■ **Exercise**
The answer should be each line of the records that contains the word "parking"; please copy them all.

■ **Data in this exercise**
····················
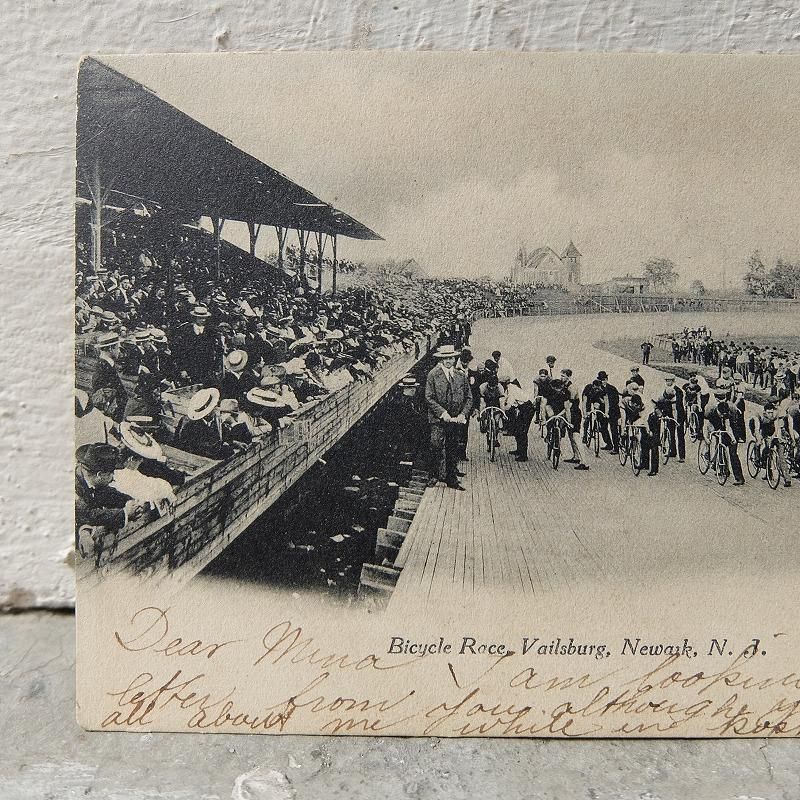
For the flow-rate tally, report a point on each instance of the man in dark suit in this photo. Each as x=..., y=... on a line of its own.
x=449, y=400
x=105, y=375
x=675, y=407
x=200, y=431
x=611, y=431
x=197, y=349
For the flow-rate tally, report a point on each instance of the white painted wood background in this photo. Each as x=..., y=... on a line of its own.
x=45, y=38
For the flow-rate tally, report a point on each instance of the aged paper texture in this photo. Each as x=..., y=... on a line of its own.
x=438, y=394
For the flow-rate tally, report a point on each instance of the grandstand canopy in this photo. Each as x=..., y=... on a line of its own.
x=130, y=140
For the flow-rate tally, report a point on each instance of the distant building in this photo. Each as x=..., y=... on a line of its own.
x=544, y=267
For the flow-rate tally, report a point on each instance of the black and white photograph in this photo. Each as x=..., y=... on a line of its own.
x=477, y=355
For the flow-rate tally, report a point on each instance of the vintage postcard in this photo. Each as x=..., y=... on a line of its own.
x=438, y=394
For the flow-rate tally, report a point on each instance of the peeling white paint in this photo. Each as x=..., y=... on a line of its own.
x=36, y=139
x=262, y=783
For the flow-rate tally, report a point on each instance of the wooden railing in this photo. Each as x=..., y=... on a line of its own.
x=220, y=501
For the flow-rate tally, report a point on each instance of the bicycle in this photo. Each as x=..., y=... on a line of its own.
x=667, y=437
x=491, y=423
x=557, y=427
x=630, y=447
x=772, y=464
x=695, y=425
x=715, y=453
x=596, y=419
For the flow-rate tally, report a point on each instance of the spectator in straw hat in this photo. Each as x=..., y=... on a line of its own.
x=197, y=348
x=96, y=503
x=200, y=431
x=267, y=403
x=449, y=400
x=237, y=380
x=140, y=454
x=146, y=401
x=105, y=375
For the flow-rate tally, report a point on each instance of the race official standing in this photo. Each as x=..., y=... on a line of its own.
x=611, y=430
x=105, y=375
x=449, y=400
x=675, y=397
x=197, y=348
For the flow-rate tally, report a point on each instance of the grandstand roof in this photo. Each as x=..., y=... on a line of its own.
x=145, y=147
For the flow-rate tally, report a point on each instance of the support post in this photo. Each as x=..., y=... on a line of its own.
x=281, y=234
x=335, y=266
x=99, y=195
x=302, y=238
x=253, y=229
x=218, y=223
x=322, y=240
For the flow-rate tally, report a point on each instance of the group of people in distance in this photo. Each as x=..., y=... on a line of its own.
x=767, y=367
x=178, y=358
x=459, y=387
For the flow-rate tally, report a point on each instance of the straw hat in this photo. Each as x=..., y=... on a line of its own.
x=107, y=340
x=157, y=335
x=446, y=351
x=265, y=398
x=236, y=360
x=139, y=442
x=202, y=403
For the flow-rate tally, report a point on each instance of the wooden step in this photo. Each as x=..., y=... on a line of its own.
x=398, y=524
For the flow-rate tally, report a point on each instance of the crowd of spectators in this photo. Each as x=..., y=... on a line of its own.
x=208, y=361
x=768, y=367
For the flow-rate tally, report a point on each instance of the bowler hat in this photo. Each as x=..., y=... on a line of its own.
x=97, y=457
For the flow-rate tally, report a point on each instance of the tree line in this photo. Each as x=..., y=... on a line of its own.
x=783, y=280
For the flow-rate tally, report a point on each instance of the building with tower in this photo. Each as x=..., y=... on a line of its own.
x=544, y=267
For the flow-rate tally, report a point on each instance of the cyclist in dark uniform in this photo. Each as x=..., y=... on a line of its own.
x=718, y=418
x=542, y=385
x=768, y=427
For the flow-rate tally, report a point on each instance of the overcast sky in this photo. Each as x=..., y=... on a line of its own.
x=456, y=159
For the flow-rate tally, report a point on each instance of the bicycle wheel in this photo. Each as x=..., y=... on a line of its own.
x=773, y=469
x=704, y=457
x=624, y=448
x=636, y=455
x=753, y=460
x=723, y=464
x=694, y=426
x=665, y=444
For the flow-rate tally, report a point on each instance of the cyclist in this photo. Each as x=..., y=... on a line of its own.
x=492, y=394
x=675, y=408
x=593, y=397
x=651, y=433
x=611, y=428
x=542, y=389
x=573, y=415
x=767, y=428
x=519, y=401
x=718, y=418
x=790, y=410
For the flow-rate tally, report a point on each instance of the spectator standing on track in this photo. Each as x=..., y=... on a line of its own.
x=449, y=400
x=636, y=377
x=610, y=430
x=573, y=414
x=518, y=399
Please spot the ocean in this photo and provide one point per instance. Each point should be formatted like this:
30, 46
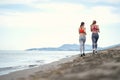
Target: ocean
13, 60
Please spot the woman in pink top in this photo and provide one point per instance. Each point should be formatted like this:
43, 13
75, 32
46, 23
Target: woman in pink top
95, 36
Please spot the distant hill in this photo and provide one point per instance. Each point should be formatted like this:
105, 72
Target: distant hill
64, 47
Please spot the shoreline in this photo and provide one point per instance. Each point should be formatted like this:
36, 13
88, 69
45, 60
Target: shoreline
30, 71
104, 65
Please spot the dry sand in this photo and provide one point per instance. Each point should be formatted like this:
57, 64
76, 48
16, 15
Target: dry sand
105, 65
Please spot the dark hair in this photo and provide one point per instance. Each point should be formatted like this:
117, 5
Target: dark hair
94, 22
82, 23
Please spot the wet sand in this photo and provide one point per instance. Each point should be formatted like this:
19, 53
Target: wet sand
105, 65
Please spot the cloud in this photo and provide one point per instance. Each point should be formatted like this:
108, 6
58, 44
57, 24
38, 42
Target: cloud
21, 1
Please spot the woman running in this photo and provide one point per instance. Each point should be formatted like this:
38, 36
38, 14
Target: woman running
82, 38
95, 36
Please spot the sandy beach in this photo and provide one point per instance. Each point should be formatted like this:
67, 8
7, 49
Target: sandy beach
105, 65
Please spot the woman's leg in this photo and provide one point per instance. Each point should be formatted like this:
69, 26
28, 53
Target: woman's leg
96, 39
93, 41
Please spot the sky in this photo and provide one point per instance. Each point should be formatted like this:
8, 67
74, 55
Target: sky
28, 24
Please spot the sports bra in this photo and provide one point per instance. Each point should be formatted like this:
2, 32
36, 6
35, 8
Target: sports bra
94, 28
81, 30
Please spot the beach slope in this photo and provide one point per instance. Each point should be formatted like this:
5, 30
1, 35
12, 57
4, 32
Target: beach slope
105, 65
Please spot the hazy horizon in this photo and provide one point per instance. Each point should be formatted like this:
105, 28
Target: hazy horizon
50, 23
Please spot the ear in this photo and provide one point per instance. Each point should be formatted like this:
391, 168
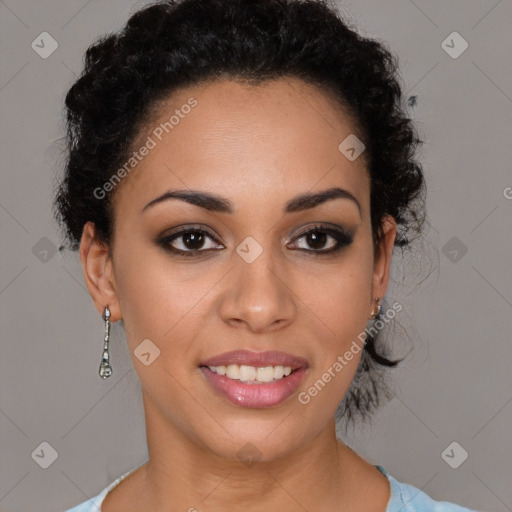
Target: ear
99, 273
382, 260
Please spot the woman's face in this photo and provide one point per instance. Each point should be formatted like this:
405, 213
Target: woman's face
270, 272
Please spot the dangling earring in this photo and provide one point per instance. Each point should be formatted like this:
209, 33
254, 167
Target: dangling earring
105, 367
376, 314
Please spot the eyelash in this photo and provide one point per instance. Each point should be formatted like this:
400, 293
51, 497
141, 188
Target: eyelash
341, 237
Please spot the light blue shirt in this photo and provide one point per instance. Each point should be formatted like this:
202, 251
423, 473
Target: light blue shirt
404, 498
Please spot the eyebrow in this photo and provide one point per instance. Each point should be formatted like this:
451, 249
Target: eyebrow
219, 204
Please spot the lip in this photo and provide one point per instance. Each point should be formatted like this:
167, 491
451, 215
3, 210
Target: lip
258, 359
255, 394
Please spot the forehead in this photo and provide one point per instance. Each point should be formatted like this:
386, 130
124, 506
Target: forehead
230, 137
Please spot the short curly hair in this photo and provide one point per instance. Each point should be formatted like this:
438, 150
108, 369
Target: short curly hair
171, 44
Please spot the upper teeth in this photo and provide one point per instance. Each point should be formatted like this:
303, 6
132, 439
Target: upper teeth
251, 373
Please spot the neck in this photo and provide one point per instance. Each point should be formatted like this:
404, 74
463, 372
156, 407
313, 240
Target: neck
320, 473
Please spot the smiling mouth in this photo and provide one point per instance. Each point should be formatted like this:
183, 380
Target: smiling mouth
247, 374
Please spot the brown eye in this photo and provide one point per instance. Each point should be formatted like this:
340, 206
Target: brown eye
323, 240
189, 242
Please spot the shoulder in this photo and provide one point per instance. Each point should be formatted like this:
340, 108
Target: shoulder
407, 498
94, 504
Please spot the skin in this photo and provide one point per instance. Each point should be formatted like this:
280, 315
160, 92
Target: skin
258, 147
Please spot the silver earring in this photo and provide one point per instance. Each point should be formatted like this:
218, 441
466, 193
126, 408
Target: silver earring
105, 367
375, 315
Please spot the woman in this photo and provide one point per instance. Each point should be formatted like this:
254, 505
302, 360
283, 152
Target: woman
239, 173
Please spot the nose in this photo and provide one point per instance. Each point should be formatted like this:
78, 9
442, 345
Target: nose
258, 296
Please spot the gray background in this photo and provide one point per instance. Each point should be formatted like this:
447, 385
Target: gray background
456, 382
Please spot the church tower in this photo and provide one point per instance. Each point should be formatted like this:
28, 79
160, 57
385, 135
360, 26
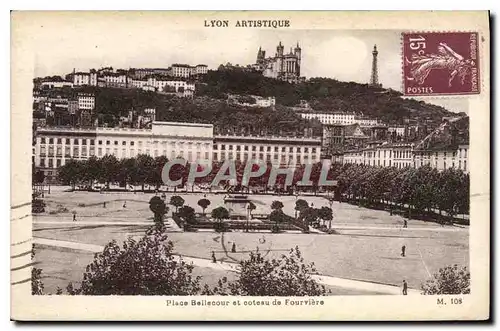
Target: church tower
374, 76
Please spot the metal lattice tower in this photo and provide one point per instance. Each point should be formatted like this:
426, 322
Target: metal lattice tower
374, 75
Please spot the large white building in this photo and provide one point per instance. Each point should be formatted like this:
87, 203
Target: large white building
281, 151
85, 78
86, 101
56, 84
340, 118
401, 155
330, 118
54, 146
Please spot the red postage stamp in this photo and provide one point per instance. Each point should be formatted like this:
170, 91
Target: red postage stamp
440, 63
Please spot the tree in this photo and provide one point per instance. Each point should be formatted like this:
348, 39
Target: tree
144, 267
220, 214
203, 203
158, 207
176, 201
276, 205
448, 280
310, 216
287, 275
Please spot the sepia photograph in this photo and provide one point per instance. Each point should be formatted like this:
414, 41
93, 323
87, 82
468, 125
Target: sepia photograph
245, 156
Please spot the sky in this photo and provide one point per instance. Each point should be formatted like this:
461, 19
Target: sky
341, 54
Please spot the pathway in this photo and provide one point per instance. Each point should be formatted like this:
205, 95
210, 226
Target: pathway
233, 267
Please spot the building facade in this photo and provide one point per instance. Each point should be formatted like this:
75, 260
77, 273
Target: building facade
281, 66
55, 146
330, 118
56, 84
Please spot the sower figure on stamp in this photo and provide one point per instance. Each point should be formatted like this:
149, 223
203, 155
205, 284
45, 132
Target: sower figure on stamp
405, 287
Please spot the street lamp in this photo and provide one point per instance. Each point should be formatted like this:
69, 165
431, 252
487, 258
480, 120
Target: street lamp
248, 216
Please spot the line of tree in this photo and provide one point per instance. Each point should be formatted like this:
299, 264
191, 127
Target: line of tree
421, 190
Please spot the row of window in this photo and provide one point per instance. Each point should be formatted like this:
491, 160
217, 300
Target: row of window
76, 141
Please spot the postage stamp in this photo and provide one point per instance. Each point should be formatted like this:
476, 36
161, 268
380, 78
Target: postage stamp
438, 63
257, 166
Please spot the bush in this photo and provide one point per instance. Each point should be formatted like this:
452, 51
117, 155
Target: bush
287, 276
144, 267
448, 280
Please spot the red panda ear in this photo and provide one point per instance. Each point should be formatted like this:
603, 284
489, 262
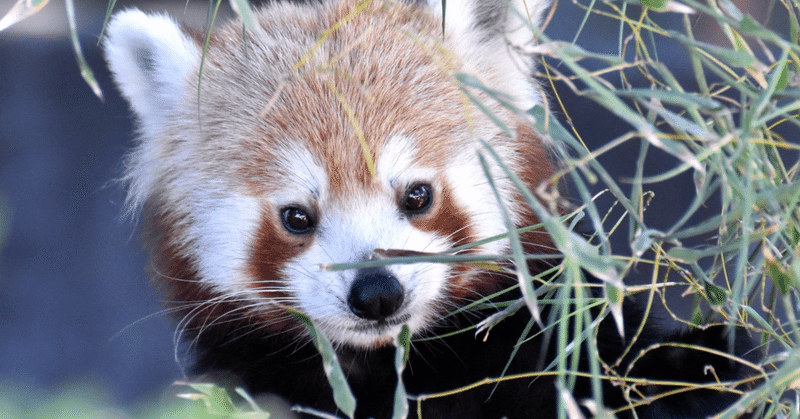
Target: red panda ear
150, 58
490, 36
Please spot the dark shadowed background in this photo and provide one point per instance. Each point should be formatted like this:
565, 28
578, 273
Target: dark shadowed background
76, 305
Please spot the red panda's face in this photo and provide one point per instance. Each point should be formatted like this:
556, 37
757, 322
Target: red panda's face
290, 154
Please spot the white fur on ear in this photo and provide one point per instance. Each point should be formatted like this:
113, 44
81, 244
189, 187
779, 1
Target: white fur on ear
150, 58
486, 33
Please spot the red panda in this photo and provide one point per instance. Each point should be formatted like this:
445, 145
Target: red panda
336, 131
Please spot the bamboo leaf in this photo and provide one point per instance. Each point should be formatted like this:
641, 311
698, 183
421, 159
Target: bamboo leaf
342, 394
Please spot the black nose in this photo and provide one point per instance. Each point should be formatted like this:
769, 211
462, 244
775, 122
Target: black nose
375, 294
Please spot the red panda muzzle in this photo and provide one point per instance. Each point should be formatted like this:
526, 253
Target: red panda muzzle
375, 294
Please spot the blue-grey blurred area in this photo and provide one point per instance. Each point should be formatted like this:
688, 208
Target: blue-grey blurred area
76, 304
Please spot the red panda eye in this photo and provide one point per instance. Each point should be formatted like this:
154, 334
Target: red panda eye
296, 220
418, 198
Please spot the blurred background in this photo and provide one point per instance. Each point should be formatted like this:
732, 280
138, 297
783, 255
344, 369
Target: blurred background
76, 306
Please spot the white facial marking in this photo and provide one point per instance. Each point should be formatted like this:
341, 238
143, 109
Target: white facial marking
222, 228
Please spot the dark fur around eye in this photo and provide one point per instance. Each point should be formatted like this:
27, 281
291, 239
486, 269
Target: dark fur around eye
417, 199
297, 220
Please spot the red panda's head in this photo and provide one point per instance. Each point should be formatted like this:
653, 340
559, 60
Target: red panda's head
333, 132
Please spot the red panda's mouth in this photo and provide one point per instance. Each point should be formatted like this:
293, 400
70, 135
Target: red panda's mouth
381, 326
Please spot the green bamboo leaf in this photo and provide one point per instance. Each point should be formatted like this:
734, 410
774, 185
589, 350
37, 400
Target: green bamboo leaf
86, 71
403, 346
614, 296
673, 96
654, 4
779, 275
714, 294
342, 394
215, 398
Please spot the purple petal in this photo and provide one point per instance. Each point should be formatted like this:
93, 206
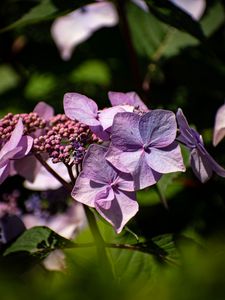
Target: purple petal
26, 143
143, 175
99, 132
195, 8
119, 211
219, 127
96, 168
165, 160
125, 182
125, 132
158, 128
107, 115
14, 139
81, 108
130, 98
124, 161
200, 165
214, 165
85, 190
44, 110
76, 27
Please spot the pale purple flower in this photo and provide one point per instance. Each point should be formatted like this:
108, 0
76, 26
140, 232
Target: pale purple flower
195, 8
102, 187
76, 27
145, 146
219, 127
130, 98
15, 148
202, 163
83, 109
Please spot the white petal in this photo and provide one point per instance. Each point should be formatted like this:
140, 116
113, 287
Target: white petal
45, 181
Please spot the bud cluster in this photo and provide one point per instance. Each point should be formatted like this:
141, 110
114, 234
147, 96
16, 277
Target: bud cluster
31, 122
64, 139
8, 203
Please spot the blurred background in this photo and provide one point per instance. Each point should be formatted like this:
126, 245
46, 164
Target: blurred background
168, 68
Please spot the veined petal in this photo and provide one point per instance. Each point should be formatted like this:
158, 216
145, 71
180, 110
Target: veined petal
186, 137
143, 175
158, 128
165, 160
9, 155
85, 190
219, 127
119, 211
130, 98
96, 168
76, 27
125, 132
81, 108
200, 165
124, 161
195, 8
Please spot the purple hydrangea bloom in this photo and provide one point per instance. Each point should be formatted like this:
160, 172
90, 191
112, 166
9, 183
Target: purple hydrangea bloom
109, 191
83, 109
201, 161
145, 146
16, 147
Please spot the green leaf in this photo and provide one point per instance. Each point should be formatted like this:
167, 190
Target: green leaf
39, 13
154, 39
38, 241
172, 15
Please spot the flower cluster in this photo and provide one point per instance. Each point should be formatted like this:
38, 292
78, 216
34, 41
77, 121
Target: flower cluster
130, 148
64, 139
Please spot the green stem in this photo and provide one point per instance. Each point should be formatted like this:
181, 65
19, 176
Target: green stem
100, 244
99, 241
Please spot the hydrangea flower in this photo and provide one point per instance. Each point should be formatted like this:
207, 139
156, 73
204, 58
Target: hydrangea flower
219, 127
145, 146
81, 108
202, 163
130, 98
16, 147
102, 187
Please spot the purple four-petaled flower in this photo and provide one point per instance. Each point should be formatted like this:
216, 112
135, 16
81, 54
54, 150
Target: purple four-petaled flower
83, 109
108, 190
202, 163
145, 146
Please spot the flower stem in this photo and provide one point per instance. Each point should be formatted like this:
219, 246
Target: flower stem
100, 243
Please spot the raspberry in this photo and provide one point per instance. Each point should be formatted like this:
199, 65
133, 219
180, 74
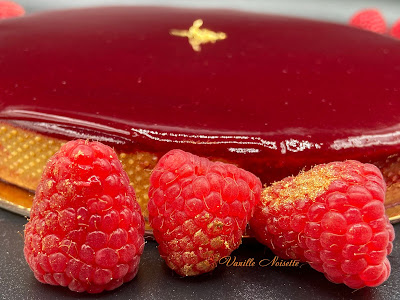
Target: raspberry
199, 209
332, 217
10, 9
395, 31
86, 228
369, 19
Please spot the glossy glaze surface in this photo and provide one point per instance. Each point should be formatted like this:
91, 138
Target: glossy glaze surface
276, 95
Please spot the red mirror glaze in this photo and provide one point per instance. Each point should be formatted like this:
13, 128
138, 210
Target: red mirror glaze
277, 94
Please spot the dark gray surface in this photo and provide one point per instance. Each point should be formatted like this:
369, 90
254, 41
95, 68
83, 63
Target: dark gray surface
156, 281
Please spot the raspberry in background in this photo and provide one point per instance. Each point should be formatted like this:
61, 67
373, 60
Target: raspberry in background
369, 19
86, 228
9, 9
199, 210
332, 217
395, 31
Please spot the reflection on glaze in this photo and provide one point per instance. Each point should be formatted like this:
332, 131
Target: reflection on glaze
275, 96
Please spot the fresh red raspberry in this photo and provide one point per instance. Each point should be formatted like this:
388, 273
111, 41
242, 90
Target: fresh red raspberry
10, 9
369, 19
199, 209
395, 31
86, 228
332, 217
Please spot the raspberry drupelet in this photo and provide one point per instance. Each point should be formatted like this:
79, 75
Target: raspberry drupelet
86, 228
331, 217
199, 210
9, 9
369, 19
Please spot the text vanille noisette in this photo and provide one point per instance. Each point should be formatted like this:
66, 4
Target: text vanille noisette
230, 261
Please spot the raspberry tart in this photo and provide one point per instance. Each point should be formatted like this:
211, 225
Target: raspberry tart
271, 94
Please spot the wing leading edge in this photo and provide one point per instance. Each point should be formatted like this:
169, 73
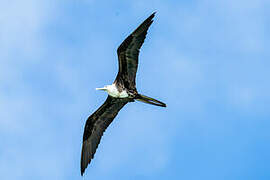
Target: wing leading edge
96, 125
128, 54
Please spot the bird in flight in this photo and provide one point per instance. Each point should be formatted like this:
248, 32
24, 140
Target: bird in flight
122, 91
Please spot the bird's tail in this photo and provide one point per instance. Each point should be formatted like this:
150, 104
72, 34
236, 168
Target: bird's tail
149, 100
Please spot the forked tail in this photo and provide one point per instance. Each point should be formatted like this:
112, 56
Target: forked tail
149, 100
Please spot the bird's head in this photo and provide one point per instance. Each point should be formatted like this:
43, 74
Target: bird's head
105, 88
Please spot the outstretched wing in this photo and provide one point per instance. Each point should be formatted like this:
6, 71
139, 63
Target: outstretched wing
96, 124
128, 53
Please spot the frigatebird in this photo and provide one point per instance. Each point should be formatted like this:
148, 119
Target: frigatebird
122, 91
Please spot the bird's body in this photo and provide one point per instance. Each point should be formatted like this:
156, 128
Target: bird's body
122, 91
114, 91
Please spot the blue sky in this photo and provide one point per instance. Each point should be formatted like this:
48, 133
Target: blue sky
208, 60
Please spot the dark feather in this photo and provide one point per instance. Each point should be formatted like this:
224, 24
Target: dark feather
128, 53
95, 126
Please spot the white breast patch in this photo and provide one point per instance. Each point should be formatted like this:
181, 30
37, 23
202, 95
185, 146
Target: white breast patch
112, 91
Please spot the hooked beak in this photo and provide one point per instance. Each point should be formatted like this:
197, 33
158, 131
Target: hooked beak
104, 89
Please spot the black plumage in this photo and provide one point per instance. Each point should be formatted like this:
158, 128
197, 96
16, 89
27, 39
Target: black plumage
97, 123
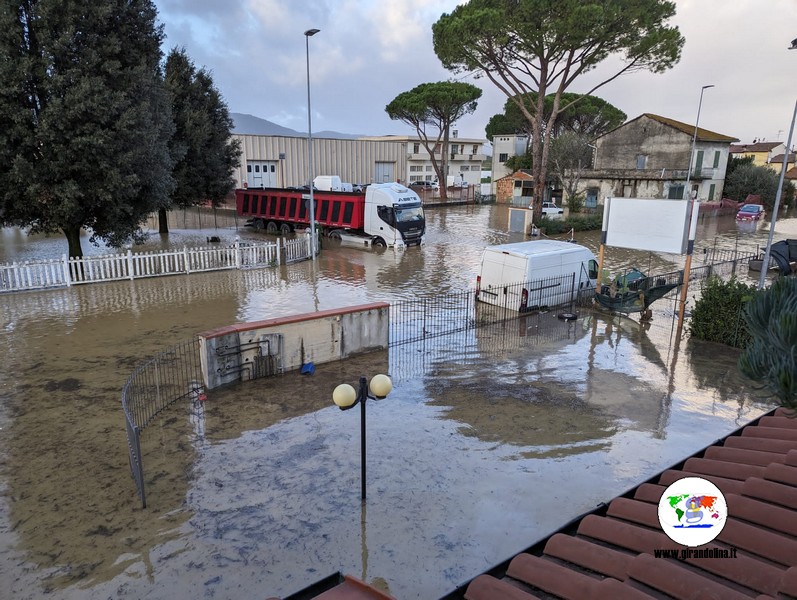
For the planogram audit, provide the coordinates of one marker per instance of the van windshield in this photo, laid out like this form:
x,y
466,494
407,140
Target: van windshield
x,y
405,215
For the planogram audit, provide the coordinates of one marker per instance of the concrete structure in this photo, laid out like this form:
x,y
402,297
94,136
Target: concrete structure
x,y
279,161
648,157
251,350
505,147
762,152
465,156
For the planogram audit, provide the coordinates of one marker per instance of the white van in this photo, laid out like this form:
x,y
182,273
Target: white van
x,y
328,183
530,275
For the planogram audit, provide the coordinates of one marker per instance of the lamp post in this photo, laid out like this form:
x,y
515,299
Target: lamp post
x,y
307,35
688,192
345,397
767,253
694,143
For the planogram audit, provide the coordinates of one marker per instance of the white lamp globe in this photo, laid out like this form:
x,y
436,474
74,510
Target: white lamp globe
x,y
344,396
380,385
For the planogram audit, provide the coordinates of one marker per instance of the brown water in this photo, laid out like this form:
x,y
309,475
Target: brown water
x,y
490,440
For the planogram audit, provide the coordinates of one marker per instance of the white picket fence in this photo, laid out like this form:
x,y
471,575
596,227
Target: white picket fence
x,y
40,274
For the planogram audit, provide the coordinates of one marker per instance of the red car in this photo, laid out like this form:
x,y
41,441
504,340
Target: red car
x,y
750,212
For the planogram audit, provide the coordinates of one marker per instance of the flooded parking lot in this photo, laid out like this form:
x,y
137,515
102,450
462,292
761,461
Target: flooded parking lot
····················
■ **Solution for this exercise**
For the planogram audit, provide the coordinates of one marker per instance of the flooded parking lot in this photo, laid out like this form:
Target: flooded parking lot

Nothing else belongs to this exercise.